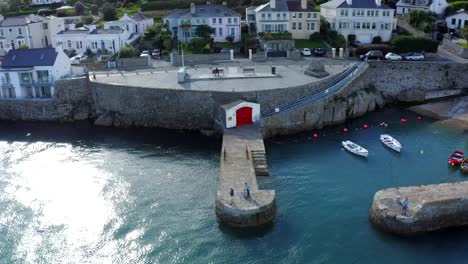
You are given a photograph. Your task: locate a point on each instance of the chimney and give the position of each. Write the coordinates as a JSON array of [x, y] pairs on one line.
[[193, 10], [272, 4]]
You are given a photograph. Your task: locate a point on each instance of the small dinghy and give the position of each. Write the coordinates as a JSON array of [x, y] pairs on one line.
[[464, 166], [355, 148], [390, 142]]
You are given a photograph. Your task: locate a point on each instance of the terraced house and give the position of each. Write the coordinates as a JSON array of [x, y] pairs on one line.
[[294, 16], [364, 18], [184, 22]]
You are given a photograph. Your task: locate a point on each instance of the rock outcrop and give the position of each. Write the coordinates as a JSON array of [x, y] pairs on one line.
[[431, 207]]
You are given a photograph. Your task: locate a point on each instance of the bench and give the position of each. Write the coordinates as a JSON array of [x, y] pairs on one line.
[[220, 71], [248, 70]]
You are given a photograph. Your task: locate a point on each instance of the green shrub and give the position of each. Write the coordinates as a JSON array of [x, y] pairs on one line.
[[366, 48], [402, 44]]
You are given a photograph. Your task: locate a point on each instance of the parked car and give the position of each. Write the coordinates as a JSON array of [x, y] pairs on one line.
[[319, 52], [78, 58], [306, 52], [373, 55], [156, 53], [355, 43], [393, 56], [414, 56], [145, 53]]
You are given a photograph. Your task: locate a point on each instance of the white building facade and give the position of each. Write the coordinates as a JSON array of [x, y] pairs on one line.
[[458, 20], [294, 16], [365, 19], [435, 6], [31, 73], [224, 21], [99, 41]]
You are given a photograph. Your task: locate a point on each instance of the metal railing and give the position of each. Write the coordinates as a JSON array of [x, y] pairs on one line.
[[330, 88]]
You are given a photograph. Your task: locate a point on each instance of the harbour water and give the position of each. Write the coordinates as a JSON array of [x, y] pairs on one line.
[[81, 194]]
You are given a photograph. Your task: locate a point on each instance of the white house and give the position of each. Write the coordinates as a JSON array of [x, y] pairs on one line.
[[294, 16], [135, 24], [436, 6], [458, 20], [224, 21], [364, 18], [31, 73], [46, 2], [31, 30], [97, 40]]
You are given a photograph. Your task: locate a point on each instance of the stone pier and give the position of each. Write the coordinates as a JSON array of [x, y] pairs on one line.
[[242, 154], [431, 207]]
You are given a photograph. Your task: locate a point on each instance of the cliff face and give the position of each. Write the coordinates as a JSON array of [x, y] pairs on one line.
[[431, 207]]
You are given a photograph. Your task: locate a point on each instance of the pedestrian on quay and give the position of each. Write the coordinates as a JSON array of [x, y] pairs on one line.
[[405, 204]]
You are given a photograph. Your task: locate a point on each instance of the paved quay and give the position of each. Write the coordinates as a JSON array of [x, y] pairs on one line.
[[431, 207], [237, 168], [201, 78]]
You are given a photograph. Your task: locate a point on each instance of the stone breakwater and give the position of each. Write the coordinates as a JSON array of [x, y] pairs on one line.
[[118, 105], [431, 207]]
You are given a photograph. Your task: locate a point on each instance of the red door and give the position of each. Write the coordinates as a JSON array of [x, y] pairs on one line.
[[244, 116]]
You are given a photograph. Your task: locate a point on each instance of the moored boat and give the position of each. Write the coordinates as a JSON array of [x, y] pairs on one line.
[[456, 158], [390, 142], [355, 148], [464, 165]]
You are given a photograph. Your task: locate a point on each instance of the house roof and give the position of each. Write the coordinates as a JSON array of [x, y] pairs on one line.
[[367, 4], [21, 20], [21, 58], [203, 11], [295, 5]]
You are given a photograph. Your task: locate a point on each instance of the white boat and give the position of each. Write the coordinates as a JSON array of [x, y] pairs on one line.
[[390, 142], [355, 148]]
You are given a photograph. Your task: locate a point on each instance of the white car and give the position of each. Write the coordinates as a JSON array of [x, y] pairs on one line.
[[393, 56], [414, 56], [306, 52], [78, 58]]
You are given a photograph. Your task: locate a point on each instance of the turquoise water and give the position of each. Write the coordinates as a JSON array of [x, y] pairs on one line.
[[80, 194]]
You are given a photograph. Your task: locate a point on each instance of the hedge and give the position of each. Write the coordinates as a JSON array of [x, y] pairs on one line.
[[402, 44], [366, 48]]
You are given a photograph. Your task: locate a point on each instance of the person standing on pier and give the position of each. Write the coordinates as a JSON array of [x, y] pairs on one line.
[[405, 204], [247, 189]]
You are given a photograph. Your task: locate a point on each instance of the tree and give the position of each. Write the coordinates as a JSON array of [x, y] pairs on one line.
[[80, 8], [127, 52], [109, 12], [186, 26], [204, 31], [464, 33]]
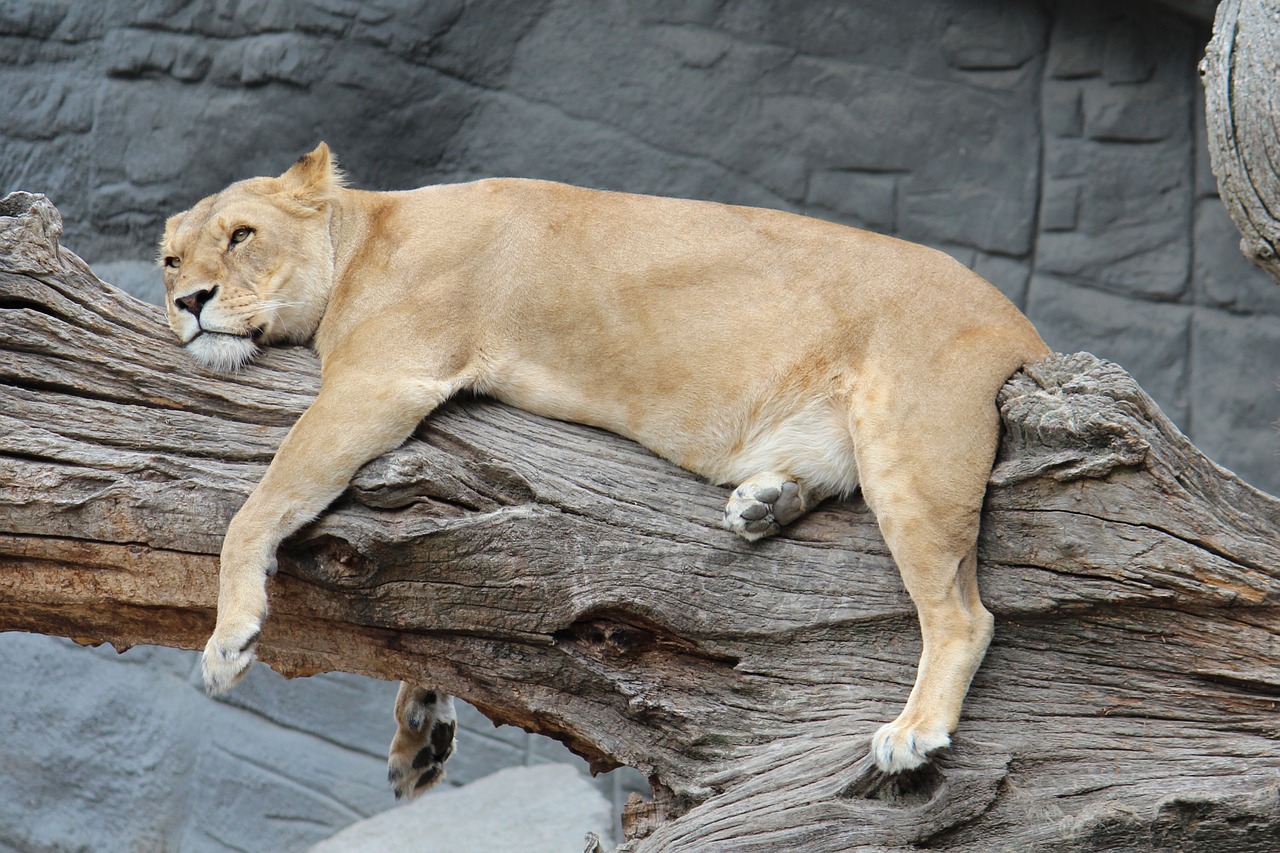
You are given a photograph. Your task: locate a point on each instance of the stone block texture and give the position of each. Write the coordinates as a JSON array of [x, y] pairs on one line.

★ ★ ★ ★

Given problem: Reproduce verbatim the lines from the line with "of the terraced" to the line with "[[294, 16], [364, 18], [184, 22]]", including both.

Written response:
You are given a photograph. Your task: locate a point on each instance of the terraced house and give the position of each. Write the coordinates as a JSON array of [x, y] pairs on one line.
[[294, 16], [364, 18], [184, 22]]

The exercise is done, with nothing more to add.